Given passage —
From a short distance away, eight-year-old Joseph Kalisa watches with interest the proceedings of a Gacaca court. Several dozen men and women sit in the shade of a large tree. Joseph hears them talking and shouting; one looks like he’s about to become violent. It’s much more interesting than the school class from which Joseph has sneaked out with a couple of friends.
Joseph doesn’t really understand what is going on at the court which is part of a community justice system set up to deal with the 1994 genocide and bringing the perpetrators to account.
Joseph is not allowed to ask any questions. He’s too young, the adults tell him.
Rwanda’s ‘Generation After’
Today, Joseph Kalisa is in his mid-twenties. He’s one of the ‘Generation After’, young Rwandans who did not experience the genocide during which more than 800,000 people were killed. Like Joseph, many other youngsters grew up in a culture of silence. “The young generation gets hardly any answers from our parents,” Joseph told DW. “They don’t know the truth. They don’t know what really happened and long for the truth. That makes it difficult to accept what happened.”
This Thursday (July 4, 2019) marks the 25th anniversary of the arrival in Kigali of the Rwandan Patriotic Front (RPF) troops which marked the end of the Rwandan genocide. The country is still having difficulty coming to terms with that period of its history. Each year the victims are commemorated. But what about those born later? Almost half the population is under 20. They also have to deal with the consequences of the genocide, in a variety of ways. “Some are not able to attend school, because either their father was killed or he was in prison because he was a genocide perpetrator,” Joseph said.
Passing on the trauma
Other Rwandans of Joseph’s age experience depression and trauma.
Twenty-one-year-old Liliane Niyigema told DW that a commemoration ceremony she attended had included watching a documentary film about the genocide. “It was as if many of my friends were traumatized. They cried so loudly that I got scared,” she said.
The atmosphere at commemorative events and the effect this has on young people should not be underestimated, say researchers and psychologists. “It is mostly the 15- to 25-year-olds who experience traumatic attacks,” says Eugene Rutembesa, professor of psychology and psychopathology at the University of Rwanda in Kigali. “So we asked ourselves, why does this group experience trauma, although they were not present during the genocide?”
Recent findings by the university show that traumatic disorders can be passed on to children genetically. Children of Tutsi mothers who experienced the genocide during their pregnancies developed traumatic disorders and depression while young much more frequently than the children of mothers who were in exile in 1994. “We were able to show that there were even changes at an epigenetic level,” Rutembesa said. “Certain genes had mutated or atrophied.”
Looking for answers
Liliane Niyegema sits in the auditorium and listens attentively to a lecture on generation-crossing trauma. At last she is getting answers to questions she has carried around with her for years. Just a few rows in front sits Joseph, who is also making notes.

Task directions —
Reproduce verbatim the portion of the article on Rwanda's post-genocide generation from "From a short" to "adults tell him.".

Provided information —
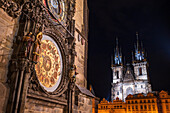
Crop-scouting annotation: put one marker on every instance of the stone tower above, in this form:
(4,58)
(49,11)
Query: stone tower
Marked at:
(131,78)
(43,56)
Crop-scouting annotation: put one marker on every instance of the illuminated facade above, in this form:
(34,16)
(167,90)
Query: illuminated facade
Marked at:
(130,79)
(164,102)
(117,106)
(138,103)
(141,104)
(43,56)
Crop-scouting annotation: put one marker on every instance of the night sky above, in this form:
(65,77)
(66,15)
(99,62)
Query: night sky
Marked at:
(109,19)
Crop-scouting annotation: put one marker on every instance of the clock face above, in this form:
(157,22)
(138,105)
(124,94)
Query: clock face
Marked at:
(49,66)
(57,9)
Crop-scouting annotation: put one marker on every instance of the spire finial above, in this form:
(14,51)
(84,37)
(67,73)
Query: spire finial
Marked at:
(117,41)
(137,37)
(132,57)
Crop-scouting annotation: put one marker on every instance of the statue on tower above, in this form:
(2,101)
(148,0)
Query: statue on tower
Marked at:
(37,48)
(27,40)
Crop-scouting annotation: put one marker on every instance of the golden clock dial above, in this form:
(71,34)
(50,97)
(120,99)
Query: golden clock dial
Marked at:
(57,9)
(49,66)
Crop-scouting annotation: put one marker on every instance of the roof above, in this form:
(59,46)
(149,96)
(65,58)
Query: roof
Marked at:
(85,91)
(128,76)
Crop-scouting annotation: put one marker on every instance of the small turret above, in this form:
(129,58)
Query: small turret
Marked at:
(118,55)
(139,52)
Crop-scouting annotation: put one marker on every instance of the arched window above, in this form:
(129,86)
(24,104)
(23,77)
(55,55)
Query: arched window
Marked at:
(117,74)
(140,71)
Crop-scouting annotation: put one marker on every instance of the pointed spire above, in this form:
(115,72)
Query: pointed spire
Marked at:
(137,38)
(139,52)
(132,57)
(118,54)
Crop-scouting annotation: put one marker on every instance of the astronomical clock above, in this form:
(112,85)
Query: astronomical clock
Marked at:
(49,66)
(57,9)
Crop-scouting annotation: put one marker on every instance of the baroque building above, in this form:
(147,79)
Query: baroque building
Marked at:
(43,56)
(138,103)
(131,78)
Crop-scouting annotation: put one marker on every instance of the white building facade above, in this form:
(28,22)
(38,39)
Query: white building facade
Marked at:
(131,78)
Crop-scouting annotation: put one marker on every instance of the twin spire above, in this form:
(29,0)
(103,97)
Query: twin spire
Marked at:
(139,52)
(118,54)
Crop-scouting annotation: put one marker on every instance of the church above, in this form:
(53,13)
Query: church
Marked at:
(43,57)
(130,78)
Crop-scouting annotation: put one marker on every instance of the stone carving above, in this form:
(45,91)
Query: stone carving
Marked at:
(12,8)
(27,43)
(36,49)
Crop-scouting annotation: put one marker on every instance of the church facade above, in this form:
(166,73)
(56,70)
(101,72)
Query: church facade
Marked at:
(131,78)
(43,56)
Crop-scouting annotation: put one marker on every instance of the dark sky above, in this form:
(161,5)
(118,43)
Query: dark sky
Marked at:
(109,19)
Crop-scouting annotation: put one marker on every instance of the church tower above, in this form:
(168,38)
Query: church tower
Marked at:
(140,66)
(139,62)
(117,67)
(117,70)
(131,78)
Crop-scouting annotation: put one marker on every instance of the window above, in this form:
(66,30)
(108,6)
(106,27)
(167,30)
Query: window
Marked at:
(149,107)
(153,107)
(117,74)
(136,107)
(144,101)
(166,101)
(167,107)
(140,101)
(153,101)
(148,101)
(140,71)
(132,107)
(141,107)
(145,107)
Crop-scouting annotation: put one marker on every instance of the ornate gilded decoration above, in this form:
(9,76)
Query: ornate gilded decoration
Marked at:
(49,66)
(27,43)
(57,9)
(37,49)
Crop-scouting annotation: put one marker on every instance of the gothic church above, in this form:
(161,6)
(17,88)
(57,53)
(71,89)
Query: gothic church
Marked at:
(128,80)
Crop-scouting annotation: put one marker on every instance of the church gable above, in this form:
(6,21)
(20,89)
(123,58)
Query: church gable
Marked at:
(128,75)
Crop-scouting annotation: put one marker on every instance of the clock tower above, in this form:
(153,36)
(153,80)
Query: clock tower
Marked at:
(43,65)
(131,78)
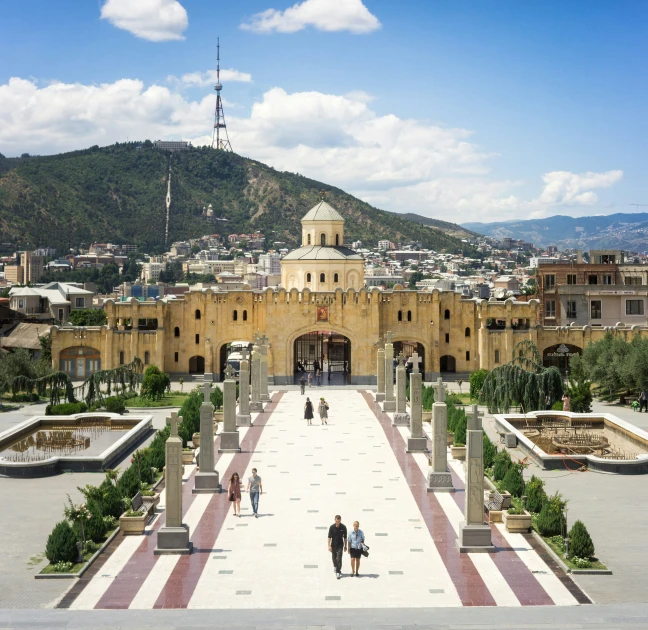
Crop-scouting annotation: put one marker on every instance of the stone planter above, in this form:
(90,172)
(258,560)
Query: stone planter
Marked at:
(516,523)
(458,452)
(132,525)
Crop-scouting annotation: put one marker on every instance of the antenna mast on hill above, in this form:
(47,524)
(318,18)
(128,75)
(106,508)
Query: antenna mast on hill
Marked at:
(219,115)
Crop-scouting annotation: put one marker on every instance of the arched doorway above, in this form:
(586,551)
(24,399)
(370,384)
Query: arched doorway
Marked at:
(197,365)
(559,355)
(78,362)
(322,349)
(408,348)
(448,363)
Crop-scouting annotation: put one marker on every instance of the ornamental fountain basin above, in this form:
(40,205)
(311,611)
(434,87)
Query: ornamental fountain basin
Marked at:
(85,442)
(562,439)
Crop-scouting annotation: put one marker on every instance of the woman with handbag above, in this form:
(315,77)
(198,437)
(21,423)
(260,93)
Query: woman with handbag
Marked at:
(234,494)
(322,409)
(356,548)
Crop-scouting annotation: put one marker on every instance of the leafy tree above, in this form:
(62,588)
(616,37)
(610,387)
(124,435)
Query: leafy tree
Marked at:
(88,317)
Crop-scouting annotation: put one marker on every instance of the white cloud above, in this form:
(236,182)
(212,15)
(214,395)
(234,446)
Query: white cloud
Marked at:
(324,15)
(155,20)
(403,165)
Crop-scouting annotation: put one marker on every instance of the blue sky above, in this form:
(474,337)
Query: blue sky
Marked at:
(464,111)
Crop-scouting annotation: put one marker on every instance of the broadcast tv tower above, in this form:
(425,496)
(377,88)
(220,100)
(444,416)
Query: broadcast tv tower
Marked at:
(219,141)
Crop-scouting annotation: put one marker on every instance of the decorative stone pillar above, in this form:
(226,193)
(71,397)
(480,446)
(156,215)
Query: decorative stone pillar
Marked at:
(439,479)
(256,404)
(229,435)
(207,480)
(243,418)
(389,404)
(173,537)
(401,417)
(417,440)
(474,534)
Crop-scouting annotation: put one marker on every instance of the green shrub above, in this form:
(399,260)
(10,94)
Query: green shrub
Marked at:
(536,495)
(501,463)
(513,481)
(580,542)
(490,450)
(61,544)
(115,404)
(66,409)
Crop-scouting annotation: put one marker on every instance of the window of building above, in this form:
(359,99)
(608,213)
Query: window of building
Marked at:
(550,281)
(634,307)
(595,309)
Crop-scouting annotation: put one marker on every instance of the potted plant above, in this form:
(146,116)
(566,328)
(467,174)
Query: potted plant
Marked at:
(131,522)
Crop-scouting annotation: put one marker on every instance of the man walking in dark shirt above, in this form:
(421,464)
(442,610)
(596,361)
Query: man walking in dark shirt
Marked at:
(337,544)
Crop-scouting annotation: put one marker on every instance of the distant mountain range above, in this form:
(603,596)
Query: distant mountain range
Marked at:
(615,231)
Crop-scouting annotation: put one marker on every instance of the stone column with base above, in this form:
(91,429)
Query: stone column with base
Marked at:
(207,479)
(255,403)
(389,404)
(243,417)
(229,434)
(401,417)
(439,479)
(417,441)
(173,537)
(380,374)
(474,534)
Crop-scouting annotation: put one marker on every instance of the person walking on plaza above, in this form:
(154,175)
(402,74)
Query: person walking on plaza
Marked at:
(322,409)
(255,488)
(234,494)
(337,544)
(308,411)
(356,545)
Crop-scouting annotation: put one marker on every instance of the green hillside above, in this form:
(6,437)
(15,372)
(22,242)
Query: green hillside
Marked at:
(117,194)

Output for this task —
From a short distance away, eight-year-old Joseph Kalisa watches with interest the proceedings of a Gacaca court. Several dozen men and women sit in the shade of a large tree. Joseph hears them talking and shouting; one looks like he’s about to become violent. It’s much more interesting than the school class from which Joseph has sneaked out with a couple of friends.
Joseph doesn’t really understand what is going on at the court which is part of a community justice system set up to deal with the 1994 genocide and bringing the perpetrators to account.
Joseph is not allowed to ask any questions. He’s too young, the adults tell him.